Extract ::
399 U.S. 42 (1970), 830, Chambers v. Maroney
|Docket Nº:||No. 830|
|Citation:||399 U.S. 42, 90 S.Ct. 1975, 26 L.Ed.2d 419|
|Party Name:||Chambers v. Maroney|
|Case Date:||June 22, 1970|
|Court:||United States Supreme Court|
Argued April 27, 1970
CERTIORARI TO THE UNITED STATES COURT OF APPEALS
FOR THE THIRD CIRCUIT
Petitioner was one of four men arrested after the auto in which they were riding was stopped by police shortly after an armed robbery of a service station. The arrests resulted from information supplied by the service station attendant and bystanders. The car was driven to a police station, where a search disclosed two revolvers, one loaded with dumdum bullets, and cards bearing the name of an attendant at another service station who had been robbed at gunpoint a week earlier. In a warrant-authorized search of petitioner's home the next day, police found and seized ammunition, including dumdum bullets similar to those found in one of the guns in the car. At his first trial, which ended in a mistrial, petitioner was represented by a Legal Aid Society attorney. Another Legal Aid Society attorney, who represented him at the second trial, did not confer with petitioner until a few minutes before that trial began. The materials taken from the car and the bullets seized from petitioner's home were introduced in evidence, and petitioner was convicted of robbery of both service stations. Petitioner did not take a direct appeal, but sought, unsuccessfully, a writ of habeas corpus in the Pennsylvania courts and in the federal courts, challenging the admissibility of the materials taken from the car and the ammunition seized in his home, and claiming that he was denied the effective assistance of counsel. The Court of Appeals dealt with the claim that the attorney's lack of preparation resulted in the failure to exclude the guns and ammunition by finding harmless error in the admission of the bullets and ruling that the materials seized from the car were admissible in evidence, and concluded that the claim of prejudice from substitution of counsel was without substantial basis.

Image location labeling data:

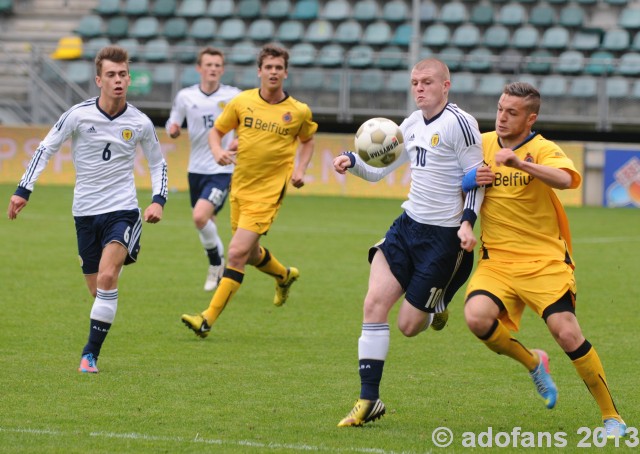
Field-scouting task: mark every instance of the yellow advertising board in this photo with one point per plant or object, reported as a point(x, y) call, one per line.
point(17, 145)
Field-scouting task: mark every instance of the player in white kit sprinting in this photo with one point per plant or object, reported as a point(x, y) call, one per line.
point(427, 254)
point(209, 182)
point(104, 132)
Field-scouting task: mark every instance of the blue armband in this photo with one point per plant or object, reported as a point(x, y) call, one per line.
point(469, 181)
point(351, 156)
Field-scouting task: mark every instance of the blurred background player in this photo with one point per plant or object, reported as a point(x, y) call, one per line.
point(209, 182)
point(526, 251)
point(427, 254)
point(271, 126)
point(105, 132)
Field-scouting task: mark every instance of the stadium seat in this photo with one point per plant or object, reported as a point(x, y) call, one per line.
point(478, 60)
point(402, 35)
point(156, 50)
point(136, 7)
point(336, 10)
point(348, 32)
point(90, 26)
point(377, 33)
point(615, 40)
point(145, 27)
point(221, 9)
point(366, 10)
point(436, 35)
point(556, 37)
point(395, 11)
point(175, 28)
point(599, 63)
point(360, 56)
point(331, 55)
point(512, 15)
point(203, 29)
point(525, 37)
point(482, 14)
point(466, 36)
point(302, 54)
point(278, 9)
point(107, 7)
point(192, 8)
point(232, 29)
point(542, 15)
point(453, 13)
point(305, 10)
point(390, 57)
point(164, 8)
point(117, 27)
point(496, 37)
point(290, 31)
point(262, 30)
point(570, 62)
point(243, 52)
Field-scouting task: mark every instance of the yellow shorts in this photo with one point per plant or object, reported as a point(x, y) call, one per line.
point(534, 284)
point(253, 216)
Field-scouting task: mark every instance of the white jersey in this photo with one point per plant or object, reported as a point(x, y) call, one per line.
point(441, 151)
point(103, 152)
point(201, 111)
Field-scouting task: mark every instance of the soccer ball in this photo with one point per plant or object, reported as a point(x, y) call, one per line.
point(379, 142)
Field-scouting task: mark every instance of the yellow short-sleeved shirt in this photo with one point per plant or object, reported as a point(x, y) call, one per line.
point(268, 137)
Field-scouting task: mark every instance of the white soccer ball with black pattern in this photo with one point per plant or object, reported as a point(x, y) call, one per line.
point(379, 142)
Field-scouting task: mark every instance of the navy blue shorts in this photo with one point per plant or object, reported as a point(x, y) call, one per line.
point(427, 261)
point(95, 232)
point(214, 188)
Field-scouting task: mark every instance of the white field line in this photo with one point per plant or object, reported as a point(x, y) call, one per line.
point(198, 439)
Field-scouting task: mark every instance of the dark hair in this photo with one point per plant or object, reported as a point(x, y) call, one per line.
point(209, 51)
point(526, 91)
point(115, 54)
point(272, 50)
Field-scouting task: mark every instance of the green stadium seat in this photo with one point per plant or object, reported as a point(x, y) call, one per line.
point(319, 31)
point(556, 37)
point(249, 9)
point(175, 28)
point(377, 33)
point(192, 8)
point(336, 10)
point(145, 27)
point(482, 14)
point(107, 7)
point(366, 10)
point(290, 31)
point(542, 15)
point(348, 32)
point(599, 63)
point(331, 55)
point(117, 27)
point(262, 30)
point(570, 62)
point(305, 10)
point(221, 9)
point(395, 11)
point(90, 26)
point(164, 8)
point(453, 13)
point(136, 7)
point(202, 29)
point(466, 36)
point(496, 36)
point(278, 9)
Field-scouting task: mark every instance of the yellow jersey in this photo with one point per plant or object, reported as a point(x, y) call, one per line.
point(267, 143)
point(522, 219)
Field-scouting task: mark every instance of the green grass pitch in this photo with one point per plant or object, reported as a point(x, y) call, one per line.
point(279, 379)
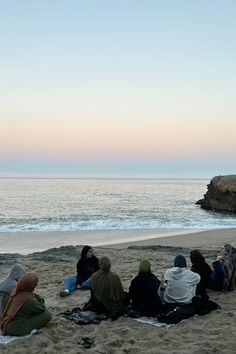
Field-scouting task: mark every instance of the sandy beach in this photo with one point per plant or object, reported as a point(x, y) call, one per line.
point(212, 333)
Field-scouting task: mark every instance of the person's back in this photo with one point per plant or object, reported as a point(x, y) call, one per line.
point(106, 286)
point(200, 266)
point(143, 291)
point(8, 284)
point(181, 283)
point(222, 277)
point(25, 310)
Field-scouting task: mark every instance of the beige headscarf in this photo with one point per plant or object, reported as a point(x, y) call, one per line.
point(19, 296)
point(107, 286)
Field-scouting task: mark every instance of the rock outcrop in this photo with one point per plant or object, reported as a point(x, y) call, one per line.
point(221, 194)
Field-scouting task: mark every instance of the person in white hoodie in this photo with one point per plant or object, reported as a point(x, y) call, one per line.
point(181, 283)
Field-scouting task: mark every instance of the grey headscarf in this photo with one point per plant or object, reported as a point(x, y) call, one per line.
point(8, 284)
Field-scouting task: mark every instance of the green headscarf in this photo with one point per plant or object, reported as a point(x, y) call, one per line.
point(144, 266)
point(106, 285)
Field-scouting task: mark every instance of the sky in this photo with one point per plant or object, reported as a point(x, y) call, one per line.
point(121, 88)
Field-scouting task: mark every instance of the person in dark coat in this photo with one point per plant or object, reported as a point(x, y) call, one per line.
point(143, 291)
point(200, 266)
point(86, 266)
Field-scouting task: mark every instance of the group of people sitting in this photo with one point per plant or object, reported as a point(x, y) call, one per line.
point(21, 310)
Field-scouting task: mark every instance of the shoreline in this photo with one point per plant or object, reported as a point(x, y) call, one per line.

Written request :: According to the Chambers v. Maroney case summary, what did police find in the warrant-authorized search of the petitioner's home?

Task solution :: Ammunition, including dumdum bullets similar to those found in one of the guns in the car.